Aim of the exercise:
Output all records exactly.

Supplied data:
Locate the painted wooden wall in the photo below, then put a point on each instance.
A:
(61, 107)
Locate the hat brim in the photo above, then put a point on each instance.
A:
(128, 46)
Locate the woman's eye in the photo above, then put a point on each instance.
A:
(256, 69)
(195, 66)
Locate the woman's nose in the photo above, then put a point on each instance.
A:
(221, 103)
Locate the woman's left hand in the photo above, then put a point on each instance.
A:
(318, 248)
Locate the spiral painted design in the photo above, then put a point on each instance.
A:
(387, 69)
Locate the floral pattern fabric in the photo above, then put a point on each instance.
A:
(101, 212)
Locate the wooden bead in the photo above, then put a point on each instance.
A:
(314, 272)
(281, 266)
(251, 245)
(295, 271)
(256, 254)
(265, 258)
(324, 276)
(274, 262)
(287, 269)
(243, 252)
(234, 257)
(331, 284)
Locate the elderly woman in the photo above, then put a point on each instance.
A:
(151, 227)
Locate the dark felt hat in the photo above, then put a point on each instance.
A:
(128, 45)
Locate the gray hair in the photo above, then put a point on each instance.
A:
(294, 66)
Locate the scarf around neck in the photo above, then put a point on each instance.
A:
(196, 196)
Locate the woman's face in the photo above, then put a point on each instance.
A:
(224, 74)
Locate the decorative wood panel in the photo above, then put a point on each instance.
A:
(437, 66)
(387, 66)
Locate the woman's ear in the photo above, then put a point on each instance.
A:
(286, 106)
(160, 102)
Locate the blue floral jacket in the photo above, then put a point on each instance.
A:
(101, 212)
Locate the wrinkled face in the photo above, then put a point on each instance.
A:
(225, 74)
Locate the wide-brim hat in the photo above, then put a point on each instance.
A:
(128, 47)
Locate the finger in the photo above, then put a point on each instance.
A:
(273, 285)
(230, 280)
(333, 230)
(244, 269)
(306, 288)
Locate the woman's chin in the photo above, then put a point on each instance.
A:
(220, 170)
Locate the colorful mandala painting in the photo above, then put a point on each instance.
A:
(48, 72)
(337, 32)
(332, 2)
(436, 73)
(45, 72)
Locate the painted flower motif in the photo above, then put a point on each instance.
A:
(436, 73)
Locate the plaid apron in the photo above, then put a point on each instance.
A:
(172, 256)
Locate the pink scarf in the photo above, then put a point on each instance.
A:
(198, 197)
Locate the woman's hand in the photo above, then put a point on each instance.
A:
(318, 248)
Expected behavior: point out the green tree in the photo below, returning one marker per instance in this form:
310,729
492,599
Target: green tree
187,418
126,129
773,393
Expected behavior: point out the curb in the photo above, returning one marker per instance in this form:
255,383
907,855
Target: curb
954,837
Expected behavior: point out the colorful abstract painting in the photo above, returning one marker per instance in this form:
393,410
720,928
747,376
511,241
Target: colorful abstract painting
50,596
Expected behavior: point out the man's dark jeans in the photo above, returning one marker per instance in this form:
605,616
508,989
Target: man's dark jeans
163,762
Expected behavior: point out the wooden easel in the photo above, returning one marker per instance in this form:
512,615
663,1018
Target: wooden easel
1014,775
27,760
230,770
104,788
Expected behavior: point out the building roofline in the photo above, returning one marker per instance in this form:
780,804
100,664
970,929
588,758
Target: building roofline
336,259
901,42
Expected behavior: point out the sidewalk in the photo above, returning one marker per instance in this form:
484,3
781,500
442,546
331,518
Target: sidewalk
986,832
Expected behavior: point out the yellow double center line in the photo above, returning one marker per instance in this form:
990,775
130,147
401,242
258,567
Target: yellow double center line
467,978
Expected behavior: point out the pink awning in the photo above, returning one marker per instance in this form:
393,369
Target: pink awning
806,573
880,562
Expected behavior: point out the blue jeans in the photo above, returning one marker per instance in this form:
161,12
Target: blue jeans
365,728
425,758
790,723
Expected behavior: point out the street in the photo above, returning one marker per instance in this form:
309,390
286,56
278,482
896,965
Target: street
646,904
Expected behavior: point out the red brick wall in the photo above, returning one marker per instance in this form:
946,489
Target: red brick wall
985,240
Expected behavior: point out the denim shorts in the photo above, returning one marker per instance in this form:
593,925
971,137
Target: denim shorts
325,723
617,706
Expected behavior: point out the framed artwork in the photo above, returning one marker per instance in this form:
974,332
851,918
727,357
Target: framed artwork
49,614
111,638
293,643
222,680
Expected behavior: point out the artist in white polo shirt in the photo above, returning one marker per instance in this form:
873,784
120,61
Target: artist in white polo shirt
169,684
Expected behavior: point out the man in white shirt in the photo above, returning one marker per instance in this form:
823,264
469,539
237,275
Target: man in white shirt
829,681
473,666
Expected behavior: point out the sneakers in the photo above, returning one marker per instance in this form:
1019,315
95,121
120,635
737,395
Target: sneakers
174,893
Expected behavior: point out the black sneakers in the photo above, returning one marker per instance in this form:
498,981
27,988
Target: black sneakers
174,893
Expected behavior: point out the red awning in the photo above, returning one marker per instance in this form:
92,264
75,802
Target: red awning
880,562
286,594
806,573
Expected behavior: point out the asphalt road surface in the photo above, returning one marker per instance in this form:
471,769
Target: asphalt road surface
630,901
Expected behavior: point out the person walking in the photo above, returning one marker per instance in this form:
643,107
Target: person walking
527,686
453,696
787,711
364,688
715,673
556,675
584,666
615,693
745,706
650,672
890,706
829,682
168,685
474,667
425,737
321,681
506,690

Solution to this exercise:
Locate the painted wooden wall in the photo below, then put a point on each instance.
A:
(61, 107)
Locate the hat brim in the photo above, then put a point on each instance.
A:
(128, 46)
Locate the woman's eye in the photo above, then put a point on each instance.
A:
(256, 69)
(195, 66)
Locate the woman's nose in the photo above, then put a point on each instance.
A:
(221, 103)
Locate the woman's left hand in the photo above, then put a point on each instance.
A:
(318, 248)
Locate the spiral painted design in the photo above, then put a point on each instance.
A:
(387, 69)
Locate the floral pattern fabric in the photo above, then put a point on each instance.
A:
(101, 212)
Locate the wooden bead in the photo above, then put a point on each instance.
A:
(314, 272)
(281, 266)
(251, 245)
(295, 271)
(256, 254)
(265, 258)
(324, 276)
(274, 262)
(287, 269)
(243, 252)
(234, 257)
(331, 284)
Locate the elderly woman in the photo above, then put a point on each instance.
A:
(151, 227)
Locate the dark felt hat in the photo above, then put a point on each instance.
A:
(128, 45)
Locate the gray hair in the photo above, then put a point on each instance.
A:
(294, 66)
Locate the scarf around neck in the photo above, then put a point on each instance.
A:
(196, 196)
Locate the woman's face in the photo above, then put a point on each instance.
A:
(224, 74)
Locate the decorative wood panel in the photo above, then put a point on each instance.
A:
(437, 66)
(387, 66)
Locate the woman's ear in the photo above, then put a point on each instance.
A:
(286, 106)
(160, 102)
Locate the blue floral jacket in the photo above, then put a point on each instance.
A:
(101, 212)
Locate the wrinkled face in the photo above, then put a point on each instance.
A:
(225, 74)
Locate the wide-brim hat in the photo above, then put a point on each instance.
A:
(128, 47)
Locate the finger in the photo above, then put a point on each instance.
A:
(273, 285)
(230, 280)
(333, 230)
(244, 269)
(306, 288)
Locate the woman's chin in the photo above, then put a point on each instance.
A:
(220, 170)
Locate the colorful mandala painting in the photo above, then put a point on each instance.
A:
(48, 72)
(337, 32)
(332, 2)
(436, 73)
(45, 72)
Locate the painted flower motif in the photo above, then put a point on each instance.
A:
(436, 73)
Locate the plaid apron in the photo above, then put a point on each instance.
A:
(172, 256)
Locate the pink scarf in the photo above, then put a point on each instance.
A:
(198, 197)
Locate the woman's hand in the photo above, then put a point on each instance.
A:
(318, 248)
Expected behavior: point out the green tree in the photo below, returning one marker per instance in this form:
310,729
492,599
Target: green tree
187,418
126,129
773,393
Expected behavior: point out the curb in the photo above, returning one marker per instance in this form:
255,383
907,855
Target: curb
954,837
Expected behavior: point out the colorful abstract painting in the photo above, returning one marker per instance in this form:
393,410
720,928
747,376
511,241
Target: colorful abstract painting
50,596
Expected behavior: point out the man's dark jeans in the photo above, returning one marker per instance in this form:
605,616
508,989
Target: man's dark jeans
163,762
Expected behavior: point out the wooden easel in the photo above, returning one marker per instance in this form:
512,615
663,1018
Target: wooden easel
1014,775
27,760
230,770
104,788
Expected behavior: point out the building roofline in the photo above, returning one marker per instance in this form:
780,804
100,664
970,929
588,758
Target: building roofline
336,259
901,42
Expected behavior: point out the sidewalk in the photo above, returning one marker per instance in this form:
484,3
781,500
442,546
331,518
Target: sidewalk
986,832
Expected behavior: point out the yellow double center line in the photo above, returning one marker per instance in this form:
990,775
130,147
401,242
258,567
Target: yellow double center line
467,978
Expected behavior: point out the pink awning in the photo above, returning one marker per instance in this form:
393,369
Target: pink awning
806,573
880,562
Expected behavior: point out the blue jeans in the photo above, returning one marker per instance in this form:
161,12
Target: blue jeans
365,728
425,758
790,723
Expected behavior: point out the street in the photo above, returning one marker per instance in this form:
309,390
286,56
278,482
896,965
Target: street
646,904
Expected behavior: point out the red brick wall in the photo above, returning one marker per instance in this form:
946,489
Target: red brick wall
985,240
Expected behavior: point out the denim shorts in the photo above, returning one marker per instance in this form:
593,925
971,137
Target: denim shorts
325,723
617,706
Expected behavior: point out the framed artwork in the photo above, returning one marker per instance in this form:
974,332
851,918
727,357
Target: framed artwork
49,614
111,638
293,643
222,680
Expected behavior: point out the artist in white polo shirt in the photo above, returning one marker per instance in this form:
873,784
120,61
Target: artist in white polo shirt
169,684
Expected behavior: point out the man in white shirt in the photo above, returning one marker per instance in this form:
823,264
469,539
237,275
Target: man in white shirt
829,681
473,666
Expected behavior: point out the sneakers in the photo above, returning one marker per instance in this form:
1019,315
95,121
120,635
737,395
Target: sneakers
174,893
Expected behavior: point out the black sneakers in the photo above, returning one marker per instance in this form:
498,981
27,988
Target: black sneakers
174,893
Expected behavior: point out the red awning in the photo above, returning one marker per instance in this form:
92,264
75,802
Target: red awning
880,562
286,594
806,573
Expected behavior: point out the asphalt road surface in the photo above, returning one marker per instance in this form:
471,769
Target: asphalt road surface
630,901
Expected behavior: point out the person walking in the photo above, returning one marker per instance in this form:
643,107
Target: person walking
527,686
453,696
787,711
364,688
715,673
556,675
584,666
615,693
745,706
650,672
890,706
829,682
168,685
474,667
425,737
321,681
506,690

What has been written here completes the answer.